## START Text block

Up Till Now. The Autobiography
and I’m willing to give my life if necessary to see that my country stays free! White! And American!”
It was an extraordinary speech for anyone to dare give on the steps of the courthouse in a Southern town in 1961. Luckily, as it turned out, two days before we were scheduled to film this scene I came up with a case of laryngitis. This is absolutely true. The doctor told me if I didn’t speak for an entire day my voice might make it through the scene. I didn’t say one word for more than twenty-four hours. If I wanted something I wrote it down. By the next night my throat felt just a little better.
At dusk that night about three hundred people, mostly farmers, gathered in front of the courthouse. It was a lovely town, the courthouse was on the town square with a beautiful old tree right in front of it. Roger decided that he would begin by shooting the crowd-reaction shots over my shoulder, and to save my voice I shouldn’t say my lines. Instead he read some absolutely innocuous lines to get reaction. Let’s go, Missouri Tigers! We love the St. Louis Cardinals! Let’s hear it for the red, white, and blue! Who wants apple pie! How about that big sale at Sears! When he needed anger he asked those people how they felt about the University of Alabama football team. Roger got that crowd screaming, cheering, pumping their fists, whatever reactions he needed. By midnight most of the crowd had gone home. Being an extra in a movie is fun for about a minute. After the first few hours it gets really boring. So they went home.
That’s when he shot me doing the real lines. My voice was there and I shouted for them to rage and pillage and burn. The following morning Roger and I were walking down the main street and the publisher of the local newspaper stopped us. He’d stayed the whole night because he was working on a story. “You guys are unbelievable,” he said. “You really did a smart thing.”

## END Text block
## START Supplied data

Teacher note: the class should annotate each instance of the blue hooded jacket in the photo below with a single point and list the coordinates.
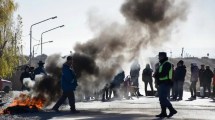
(68, 79)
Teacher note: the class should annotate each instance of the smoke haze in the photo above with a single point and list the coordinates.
(148, 23)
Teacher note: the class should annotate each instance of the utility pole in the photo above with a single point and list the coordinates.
(182, 52)
(15, 44)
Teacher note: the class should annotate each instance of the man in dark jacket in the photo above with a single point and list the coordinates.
(134, 73)
(165, 82)
(147, 78)
(201, 75)
(68, 85)
(25, 74)
(115, 84)
(179, 77)
(193, 79)
(208, 75)
(40, 69)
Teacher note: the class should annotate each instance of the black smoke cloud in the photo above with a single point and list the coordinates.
(148, 23)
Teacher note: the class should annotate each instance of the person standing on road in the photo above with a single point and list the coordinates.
(193, 80)
(134, 73)
(208, 74)
(165, 82)
(201, 75)
(213, 84)
(68, 85)
(25, 74)
(147, 78)
(40, 69)
(179, 78)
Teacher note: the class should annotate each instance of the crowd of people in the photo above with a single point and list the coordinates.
(166, 78)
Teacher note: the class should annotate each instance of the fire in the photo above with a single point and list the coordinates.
(24, 101)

## END Supplied data

Work instructions:
**a.** Answer these questions using the autobiography excerpt:
(i) About how many people gathered in front of the courthouse at dusk?
(ii) For how long did the narrator go without saying a word?
(iii) Who stopped Roger and the narrator on the main street the following morning?
**b.** Repeat the passage of the autobiography excerpt starting at "It was an extraordinary" and ending at "a little better.".
**c.** Say whether each statement agrees with the autobiography excerpt, and quote the words that decide it:
(i) The courthouse stood on the town square.
(ii) Most of the crowd was still there at midnight.
(iii) Roger drew anger from the crowd by asking about the University of Alabama football team.
Base every answer only on the autobiography excerpt.

Task-by-task solutions:
**a.**
(i) About three hundred people, mostly farmers.
(ii) More than twenty-four hours.
(iii) The publisher of the local newspaper.

**b.**
It was an extraordinary speech for anyone to dare give on the steps of the courthouse in a Southern town in 1961. Luckily, as it turned out, two days before we were scheduled to film this scene I came up with a case of laryngitis. This is absolutely true. The doctor told me if I didn’t speak for an entire day my voice might make it through the scene. I didn’t say one word for more than twenty-four hours. If I wanted something I wrote it down. By the next night my throat felt just a little better.

**c.**
(i) Yes: "the courthouse was on the town square with a beautiful old tree right in front of it"
(ii) No: "By midnight most of the crowd had gone home."
(iii) Yes: "When he needed anger he asked those people how they felt about the University of Alabama football team."